[Aim]: Switch every "pin" in the rows below to "marker", keep everything else the same, and leave the pictures out of your copy.

===

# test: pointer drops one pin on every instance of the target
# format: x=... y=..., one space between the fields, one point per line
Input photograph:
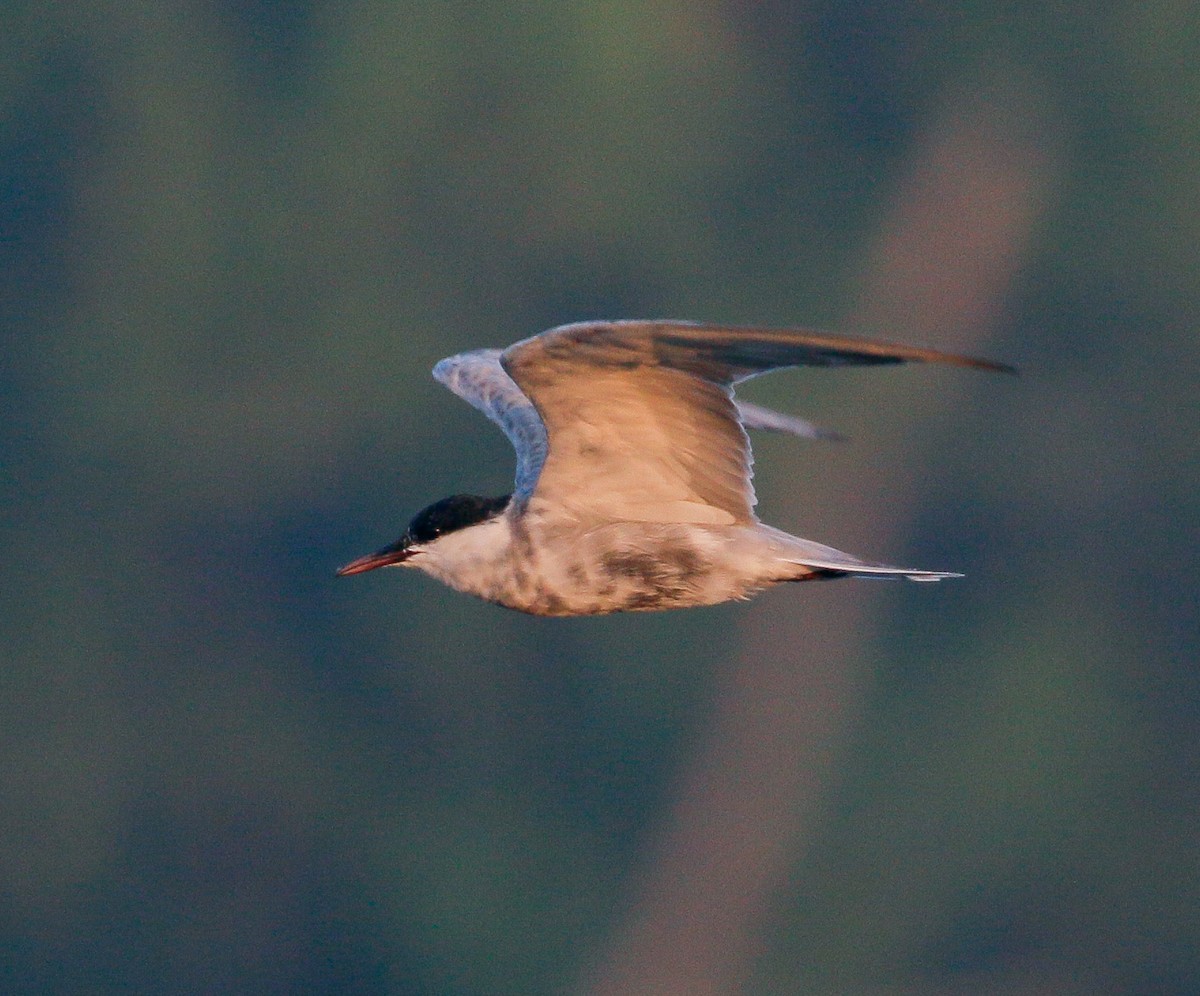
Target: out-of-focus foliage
x=233 y=239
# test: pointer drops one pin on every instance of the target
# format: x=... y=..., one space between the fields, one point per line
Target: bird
x=633 y=485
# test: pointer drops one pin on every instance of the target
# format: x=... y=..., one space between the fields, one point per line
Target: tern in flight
x=633 y=486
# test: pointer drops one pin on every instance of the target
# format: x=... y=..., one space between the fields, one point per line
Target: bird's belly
x=627 y=568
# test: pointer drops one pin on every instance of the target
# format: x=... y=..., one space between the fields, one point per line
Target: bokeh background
x=235 y=235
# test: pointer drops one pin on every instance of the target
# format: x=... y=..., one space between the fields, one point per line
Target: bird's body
x=633 y=485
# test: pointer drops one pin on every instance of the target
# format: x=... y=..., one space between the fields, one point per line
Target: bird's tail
x=819 y=562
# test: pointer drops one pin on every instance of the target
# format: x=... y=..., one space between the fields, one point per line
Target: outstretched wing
x=478 y=378
x=641 y=419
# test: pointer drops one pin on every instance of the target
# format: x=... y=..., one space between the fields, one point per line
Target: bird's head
x=459 y=511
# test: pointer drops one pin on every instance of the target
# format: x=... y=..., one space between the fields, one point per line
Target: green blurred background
x=234 y=237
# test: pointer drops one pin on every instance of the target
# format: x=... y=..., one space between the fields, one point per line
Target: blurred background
x=234 y=238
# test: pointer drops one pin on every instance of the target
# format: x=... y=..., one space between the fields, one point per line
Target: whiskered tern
x=633 y=485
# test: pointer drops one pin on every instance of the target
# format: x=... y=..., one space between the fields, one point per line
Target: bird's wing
x=478 y=378
x=641 y=419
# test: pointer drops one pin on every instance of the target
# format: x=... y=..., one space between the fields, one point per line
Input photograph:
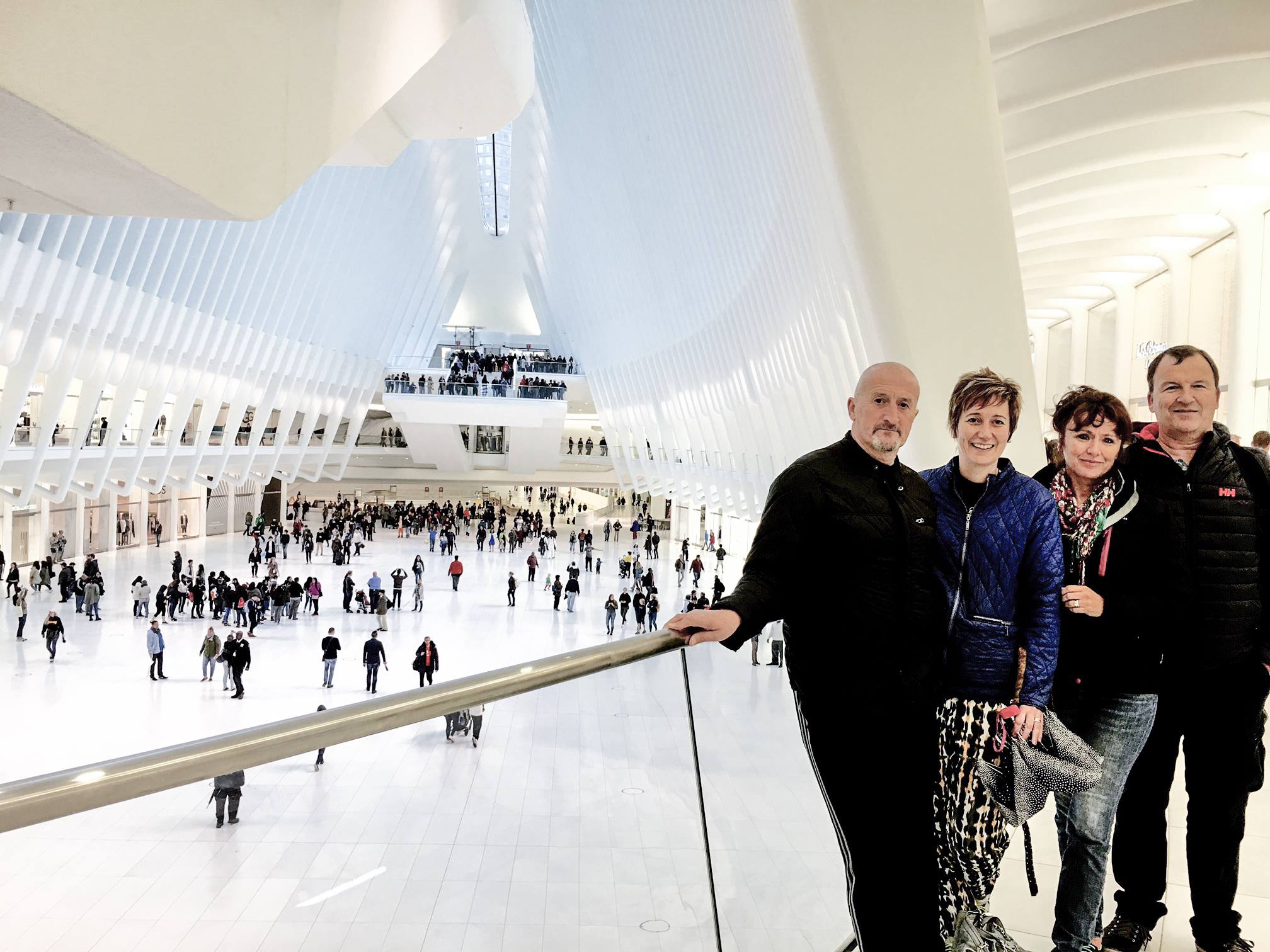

===

[Exercise result]:
# test: pointer drops one marker on every instance of the target
# format: x=... y=..., one space between the fields, one point per line
Input photograph:
Target: out-of-focus foliage
x=233 y=239
# test: pointer drops one marker on every instance of the target
# format: x=... y=..., one space between the fields, one point per line
Target: bird
x=633 y=485
# test: pointer drops one marker on every instance of the target
# format: x=... y=..., one space between the fields, one point per line
Target: tern in flight
x=633 y=486
# test: pointer drops one marker on every instance of the target
# format: x=... y=..., one space between the fields, one point per line
Target: bird's belly
x=627 y=568
# test: pointer drops one marker on every instance of the target
# format: x=... y=..., one space between the fields, one point per line
Target: bokeh background
x=235 y=235
# test: pointer drops one marker on every instance of the target
# format: x=... y=..., one space between the fields, one point per line
Target: bird's body
x=633 y=485
# test: pointer drops one marker on every instance of the target
# format: x=... y=..., one space between the fields, one point per line
Target: bird's tail
x=819 y=562
# test: pointer drops one marker on every instance of the target
# format: x=... y=..., one space between the fields, one point per line
Target: outstretched wing
x=478 y=378
x=641 y=419
# test: pointer drops one marker on every instance of the target
# format: x=... y=..., one space between the fields, one point per line
Target: bird's head
x=459 y=511
# test: pointer drops one marker on every instance of the target
# format: x=... y=..., one space between the fields, one point per line
Target: green blurred background
x=234 y=237
# test: pointer drops one marker on every instance of the target
# format: x=... y=..., one space between the fields, one point per line
Target: blurred background
x=234 y=238
# test: pointer drops one marker on every instance of the target
# format: x=... y=..., one space between the fields, one point per line
Target: whiskered tern
x=633 y=485
# test: pointer drops one marker on every instance of the target
# format: x=... y=..., one space between the fields, one point per line
Target: bird's wing
x=478 y=378
x=641 y=419
# test: pointer drops one marker on every instance of the target
# format: x=... y=..., one space between the fields, one point per line
Input photograph:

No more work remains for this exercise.